_Problem details:_
According to the Icarus overview below, what address and port does Icarus connect to by default for JMX?

>> begin Document text

/icarus

Sidecar for Cassandra with integrated backup / restore

Primary LanguageJavaApache License 2.0Apache-2.0

Instaclustr Icarus

icarus Instaclustr

Cloud-ready and Kubernetes-enabled Sidecar for Apache Cassandra

Icarus

This repository is home of a sidecar for Apache Cassandra database. Sidecar is meant to be run alongside of Cassandra instance and talks to Cassandra via JMX.

Sidecar JAR is also integrating Esop for backup and restore seamlessly so it might be used in two modes—either as a long-running server application which responds to clients requests, or as a CLI application via which one can backup/restore a Cassandra node.

Note
Icarus is used in Instaclustr Kubernetes operator as well as in CassKop—Kubernetes operator for Cassandra from Orange where it is used for backup and restore of clusters.

Overview

Icarus is a server-like application which acts as a gateway to the Cassandra node it is logically coupled with. In theory, Icarus process can run wherever, but it needs to talk to a Cassandra node via JMX connection. If you do not want to expose JMX remotely, Icarus connects to 127.0.0.1:7199 by default. The other prerequisite for backup and restore operations is that Icarus has to be able to see the same directory structure as Cassandra does as it uploads/downloads SSTables and so on.

If you have a cluster of, let’s say, 5 nodes, there should be one Icarus server running alongside each node.

Each Icarus is independent and will execute operations only against the particular node it is configured to interact with. However, for backups and restores, we need to have a cluster-wide orchestration layer which deals with the complicated logic of on-the-fly backup and restore for the whole cluster. This mode of operation is called "global". When a backup request is sent to one of sidecars, whichever Icarus does the job will act as a coordinator of that operation.

>> end Document text
>> begin Supplied data

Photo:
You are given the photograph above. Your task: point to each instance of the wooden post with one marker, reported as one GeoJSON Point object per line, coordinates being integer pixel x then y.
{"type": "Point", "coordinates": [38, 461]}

>> end Supplied data

_Solution:_
127.0.0.1:7199